Prompt.
Nothing but the lines from the one containing "Note: for every instance of the pink" through the end of the data below should appear in the answer, each exact and free of pictures.

*** Opening Data shown ***

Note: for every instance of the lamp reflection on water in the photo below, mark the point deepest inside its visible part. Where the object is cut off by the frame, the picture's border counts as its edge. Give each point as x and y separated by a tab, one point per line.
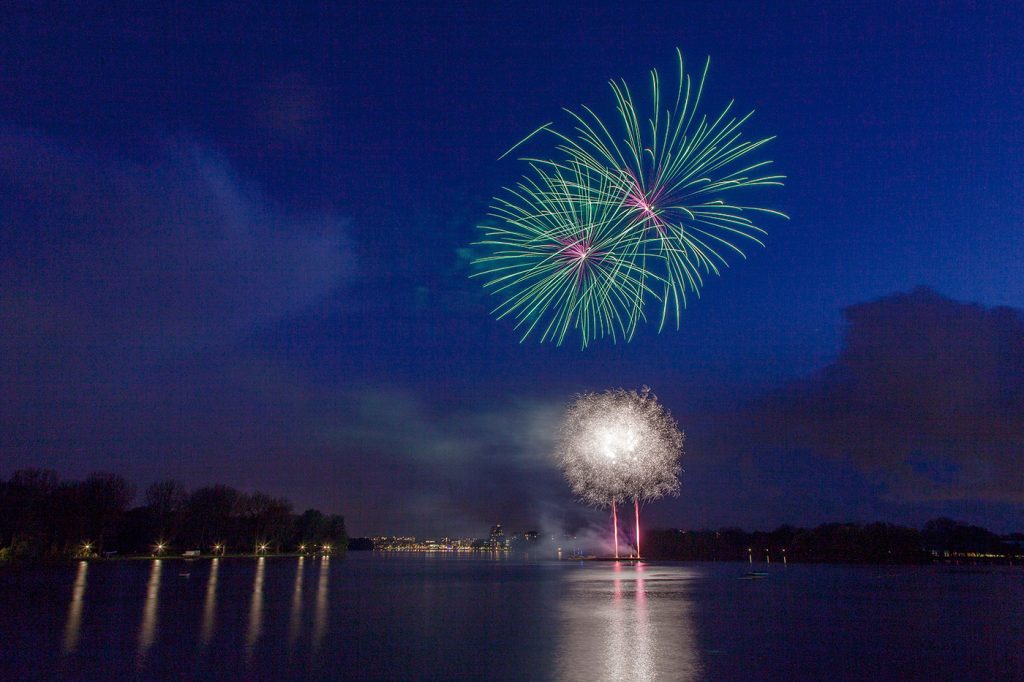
255	609
210	603
295	620
610	629
320	615
147	631
74	625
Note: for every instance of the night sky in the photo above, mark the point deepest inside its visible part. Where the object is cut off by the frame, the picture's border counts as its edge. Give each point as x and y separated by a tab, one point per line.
233	248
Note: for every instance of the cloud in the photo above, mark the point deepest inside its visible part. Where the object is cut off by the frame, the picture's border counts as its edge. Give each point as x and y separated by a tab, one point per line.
164	257
117	275
926	399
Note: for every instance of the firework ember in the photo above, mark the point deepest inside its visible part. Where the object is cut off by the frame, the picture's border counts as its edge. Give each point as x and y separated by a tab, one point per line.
632	211
620	445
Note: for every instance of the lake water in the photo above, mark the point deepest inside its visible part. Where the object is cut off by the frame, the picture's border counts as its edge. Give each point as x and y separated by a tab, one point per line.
443	616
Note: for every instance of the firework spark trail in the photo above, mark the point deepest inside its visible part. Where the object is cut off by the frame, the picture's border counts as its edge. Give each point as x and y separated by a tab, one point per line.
657	192
620	445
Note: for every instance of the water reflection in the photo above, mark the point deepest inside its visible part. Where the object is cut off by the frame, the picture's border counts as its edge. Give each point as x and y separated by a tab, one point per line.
255	609
294	619
74	624
320	615
147	631
210	603
611	629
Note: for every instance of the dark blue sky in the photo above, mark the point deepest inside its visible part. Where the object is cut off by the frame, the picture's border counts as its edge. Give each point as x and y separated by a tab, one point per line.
233	250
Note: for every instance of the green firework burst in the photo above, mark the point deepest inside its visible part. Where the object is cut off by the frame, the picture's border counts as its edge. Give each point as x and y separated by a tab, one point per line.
659	193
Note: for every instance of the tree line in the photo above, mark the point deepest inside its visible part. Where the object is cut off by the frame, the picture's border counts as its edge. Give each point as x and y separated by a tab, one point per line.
42	516
940	539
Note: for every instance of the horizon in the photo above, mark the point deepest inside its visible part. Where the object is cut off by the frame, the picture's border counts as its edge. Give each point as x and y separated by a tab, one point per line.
236	248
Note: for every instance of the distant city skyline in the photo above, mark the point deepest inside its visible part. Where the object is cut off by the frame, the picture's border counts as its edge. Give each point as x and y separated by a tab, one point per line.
235	247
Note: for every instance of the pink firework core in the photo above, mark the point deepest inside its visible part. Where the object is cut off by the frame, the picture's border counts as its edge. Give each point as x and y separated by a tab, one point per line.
646	201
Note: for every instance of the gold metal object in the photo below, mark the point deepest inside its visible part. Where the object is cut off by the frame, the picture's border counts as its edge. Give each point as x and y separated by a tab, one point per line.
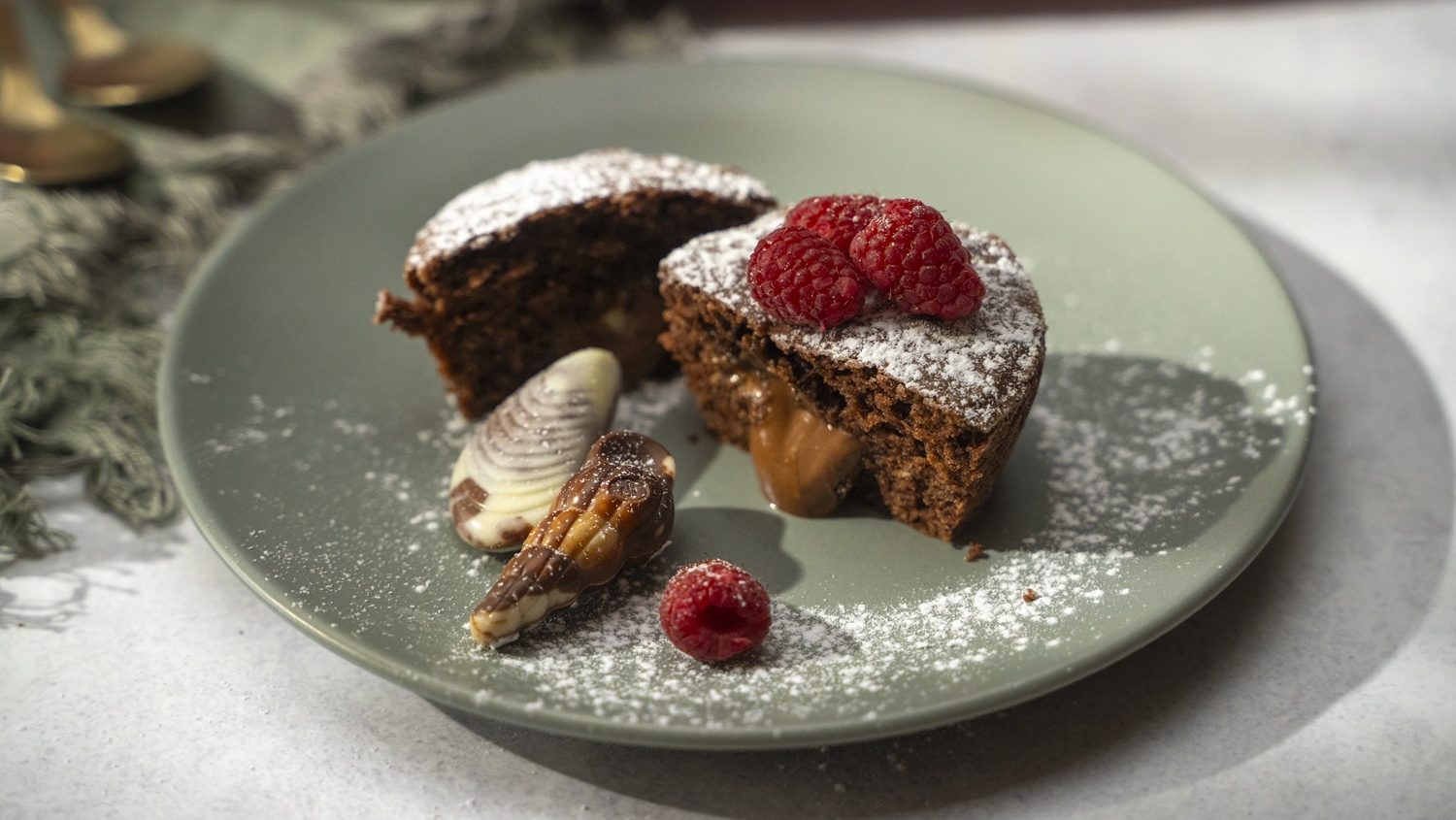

*** Closing Data shown ***

Solution to this exercise.
Note: for every instance of the pink firework core in the photo above, mark the point deepest inside its visible part. Where the object is cut off by the frame, the picture's border counts as its edge. Give each point as x and y separated by a tab, one point per line.
646	201
Note: for every instance of the gold metal object in the photo below, mark the point deepest inside its visible part. Where the object is cut off by the frame, the picture's border counts as its edge. Give each point as x and y separated by a tab, one point per line.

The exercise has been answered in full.